* [Exercise 1]
Answer these questions using the text on Russian public opinion about Crimea:
(a) Who is named as the deputy head of Levada Center?
(b) What share of the population considers the annexation of Crimea a "problem", "shame", "failure of foreign policy" or "mistake"?
(c) According to Nikolskaya and Dmitriev, by which presidential elections had signs of erosion of the Crimean Consensus become "clearly visible"?
* [Exercise 2] Extend the text on Russian public opinion about Crimea, starting after its final sentence.

* [Text shown]

[Start of Attachment]

The deputy head of Levada Center Denis Volkov says that even some of those who consider the decision to annex Crimea to be a mistake are against returning it to Ukraine. Some motivate their opinion by the fact that it would be dishonest towards the Crimeans; "blocks the possibility of any talk about the return of Crimea to Ukraine" and the fact that it would be a "loss of face" or a "concession to external pressures".

The share of people who consider the annexation of Crimea a "problem", "shame", "failure of foreign policy" or "mistake", ranges from 5 to 20% of the population, depending on the wording of the question. This share is relatively higher among opposition supporters, Moscow residents, and people focused on expanding contacts outside Russia. But even in these groups opponents of the annexation of Crimea are a minority, according to Volkova. Opponents usually justify their position by the fact that the annexation of Crimea led to an increase in budget expenditures and a deterioration in relations with developed countries, or that it started to "transform Russia into a rogue country".

== The end of Crimean consesnus ==
According to Nikolskaya and Dmitriev, by the presidential elections of March 18, 2018, signs of erosion of the Crimean Consensus became "clearly visible". The results of sociological studies of that time showed a rise in a demand for change, social justice and a peaceful foreign policy, and a surge in civic activity. At the same time, a gap has emerged between the demands of the elites and the population.

[End of Attachment]

* [Extracted data]
[Start of Attachment]

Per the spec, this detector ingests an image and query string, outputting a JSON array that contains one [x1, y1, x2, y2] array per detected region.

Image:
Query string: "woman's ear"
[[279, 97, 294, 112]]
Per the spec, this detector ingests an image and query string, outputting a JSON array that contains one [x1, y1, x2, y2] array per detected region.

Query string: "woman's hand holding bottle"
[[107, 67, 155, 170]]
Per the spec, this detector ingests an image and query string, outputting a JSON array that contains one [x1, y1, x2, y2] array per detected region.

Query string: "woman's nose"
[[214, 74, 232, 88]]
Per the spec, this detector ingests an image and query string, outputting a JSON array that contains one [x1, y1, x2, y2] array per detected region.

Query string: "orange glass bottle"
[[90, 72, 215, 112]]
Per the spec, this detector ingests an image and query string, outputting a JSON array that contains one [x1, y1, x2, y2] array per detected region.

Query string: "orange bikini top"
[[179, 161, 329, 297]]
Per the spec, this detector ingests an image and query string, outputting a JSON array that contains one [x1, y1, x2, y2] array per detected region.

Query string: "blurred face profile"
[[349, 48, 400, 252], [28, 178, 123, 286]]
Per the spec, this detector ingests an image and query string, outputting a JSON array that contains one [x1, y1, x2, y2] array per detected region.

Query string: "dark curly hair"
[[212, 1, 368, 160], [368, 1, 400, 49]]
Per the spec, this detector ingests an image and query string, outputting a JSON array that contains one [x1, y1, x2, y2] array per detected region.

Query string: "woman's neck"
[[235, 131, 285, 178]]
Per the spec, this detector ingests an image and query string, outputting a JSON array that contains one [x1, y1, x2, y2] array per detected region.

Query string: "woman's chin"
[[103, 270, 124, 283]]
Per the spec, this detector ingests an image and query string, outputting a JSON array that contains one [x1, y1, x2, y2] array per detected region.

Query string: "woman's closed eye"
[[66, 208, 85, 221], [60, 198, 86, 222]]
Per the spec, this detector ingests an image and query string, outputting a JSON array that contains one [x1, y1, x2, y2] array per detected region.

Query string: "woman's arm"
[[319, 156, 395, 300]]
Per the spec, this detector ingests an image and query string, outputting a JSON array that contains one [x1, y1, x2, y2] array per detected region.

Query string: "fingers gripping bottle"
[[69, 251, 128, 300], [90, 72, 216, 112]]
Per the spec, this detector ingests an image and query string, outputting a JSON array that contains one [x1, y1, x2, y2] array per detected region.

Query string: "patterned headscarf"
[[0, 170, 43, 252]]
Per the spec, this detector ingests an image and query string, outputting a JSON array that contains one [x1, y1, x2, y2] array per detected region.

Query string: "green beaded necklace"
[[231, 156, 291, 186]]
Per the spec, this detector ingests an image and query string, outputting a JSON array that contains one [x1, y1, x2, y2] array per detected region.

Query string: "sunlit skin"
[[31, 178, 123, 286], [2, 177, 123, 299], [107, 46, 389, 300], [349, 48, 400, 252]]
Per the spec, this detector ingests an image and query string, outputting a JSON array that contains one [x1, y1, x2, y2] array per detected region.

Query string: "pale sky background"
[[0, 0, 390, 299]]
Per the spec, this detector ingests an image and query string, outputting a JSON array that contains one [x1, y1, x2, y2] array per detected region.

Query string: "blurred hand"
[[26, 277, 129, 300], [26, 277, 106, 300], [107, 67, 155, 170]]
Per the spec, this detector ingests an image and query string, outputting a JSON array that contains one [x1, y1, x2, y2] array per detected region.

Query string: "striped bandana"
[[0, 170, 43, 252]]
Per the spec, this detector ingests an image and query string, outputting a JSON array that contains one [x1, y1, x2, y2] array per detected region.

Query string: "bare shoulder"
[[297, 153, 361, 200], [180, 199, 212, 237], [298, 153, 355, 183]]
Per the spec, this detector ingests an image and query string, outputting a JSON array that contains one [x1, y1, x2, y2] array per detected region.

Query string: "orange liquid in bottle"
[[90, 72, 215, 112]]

[End of Attachment]

* [Task response 1]
(a) Denis Volkov
(b) From 5 to 20%, depending on the wording of the question
(c) The presidential elections of March 18, 2018

* [Task response 2]
Levinson notes that during the World Football Championship that took place in June to July 2018, "fraternization suddenly began on the streets of Russian cities with foreigners who had come to the World Cup. Polls have recorded a sharp warming of attitudes towards America and the West". At the same time, it was announced that the retirement age in Russia would be raised and, according to Levinson, "the responsibility for which [Putin], was hesitating, nevertheless took upon himself and ruined everything" – thus the Crimean Consensus approached end.

The head of the Levada center Denis Volkov believes that "the first shifts in public opinion appeared by the end of 2015, as the confrontation with the West weakened," and "the announcement of the pension reform dealt a serious blow to the image of the Russian government. The effect of this decision is not limited to a simple drop in ratings; in parallel with this, the structure of support for the regime began to change, and strong differentiation appeared in the views of various segments of the population".